> **EXERCISE DETAILS**
Please copy the listing below line for line, with no changes to any character.

>>

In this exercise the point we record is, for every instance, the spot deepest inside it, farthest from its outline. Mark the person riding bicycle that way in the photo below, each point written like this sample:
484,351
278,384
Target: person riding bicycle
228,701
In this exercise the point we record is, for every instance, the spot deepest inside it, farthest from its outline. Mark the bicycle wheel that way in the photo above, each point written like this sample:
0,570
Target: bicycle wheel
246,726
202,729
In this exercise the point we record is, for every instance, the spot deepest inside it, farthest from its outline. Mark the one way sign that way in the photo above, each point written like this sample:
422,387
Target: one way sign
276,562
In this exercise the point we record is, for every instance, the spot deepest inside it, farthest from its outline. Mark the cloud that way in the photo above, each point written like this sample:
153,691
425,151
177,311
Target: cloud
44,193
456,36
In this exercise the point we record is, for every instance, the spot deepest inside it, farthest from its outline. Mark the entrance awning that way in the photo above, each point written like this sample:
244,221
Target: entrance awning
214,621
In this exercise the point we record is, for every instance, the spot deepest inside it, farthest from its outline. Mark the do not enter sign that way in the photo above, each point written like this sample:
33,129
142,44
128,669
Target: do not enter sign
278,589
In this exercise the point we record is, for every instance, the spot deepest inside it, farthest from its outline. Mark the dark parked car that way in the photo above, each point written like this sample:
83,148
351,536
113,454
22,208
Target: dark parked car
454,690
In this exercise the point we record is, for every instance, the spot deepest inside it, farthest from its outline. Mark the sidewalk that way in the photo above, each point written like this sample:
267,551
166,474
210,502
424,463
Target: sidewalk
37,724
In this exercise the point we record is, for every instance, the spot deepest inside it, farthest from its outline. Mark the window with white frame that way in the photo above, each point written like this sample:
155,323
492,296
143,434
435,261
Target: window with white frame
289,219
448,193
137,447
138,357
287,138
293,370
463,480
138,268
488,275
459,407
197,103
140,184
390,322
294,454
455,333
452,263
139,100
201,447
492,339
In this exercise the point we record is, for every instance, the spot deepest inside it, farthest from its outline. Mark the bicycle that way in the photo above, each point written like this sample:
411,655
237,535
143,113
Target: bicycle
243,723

<<

> **WRITTEN RESPONSE**
In this exercise the point we record is, for every instance, the spot deepest inside it, farthest from its outline. Mark the person riding bicycle that way in the photo below, each point written like this sample:
484,351
278,384
Target: person riding bicycle
228,701
In this exercise the point we record is, for every instance, the spot deepest inside it, farthest from its outline. Mark the bicycle wheel that way in the photo above, each point written like this sample:
0,570
Target: bicycle wheel
246,726
202,729
In this exercise the point we record is, for every instance, the spot deepest inside it, farthest from its outline. Mark the one way sign that way in the photo above, each point written like this sample:
422,387
Target: one way sign
276,562
In this exercise the point we record is, for every instance, the spot deepest inside it, farthest from its outline. Mark the cloud that way in the photo above, each point written like this sample:
153,691
425,151
177,311
Target: cloud
44,193
456,36
In this exercise the point we record is, for every instance, the spot deepest inside it, farthest from its outline. Mark the entrance awning that way in the photo above, each point written like this sample:
244,221
Target: entrance awning
214,621
In this exercise the point we record is, for every instance, the spot deepest inside it, farthest from its outline. Mark the do not enter sign that way in the photo above, each point written like this sample:
33,129
142,44
128,669
Target: do not enter sign
278,589
In this exercise the point we record is, for every instance, the spot deepest inside it, farthest from its outline. Mark the dark parked car that way in the photo above, each point written like this sample:
83,148
351,536
113,454
22,208
Target: dark parked car
454,690
In this exercise the point we record is, for every instance, the spot deepest inside it, farthest from its outline. Mark the sidewalk that way in the photo above, each point written like this sample:
267,551
166,474
210,502
424,463
Target: sidewalk
37,724
In this exercise the point we record is, for every instance, the spot deepest inside it, farthest from its outline. Mark the window with white frame that way in the photo above, each point written like this sample:
155,323
492,296
143,434
435,261
Target: window with white frame
289,219
448,193
137,447
138,357
287,138
293,370
463,480
138,268
488,275
459,407
197,103
140,184
390,322
294,454
455,333
452,263
139,100
201,447
492,339
In this exercise the point we record is, for every instance, the spot deepest inside it, farthest from its outline. Mark the bicycle that way in the photo above, each point written like this sample:
411,655
237,535
143,113
Target: bicycle
243,723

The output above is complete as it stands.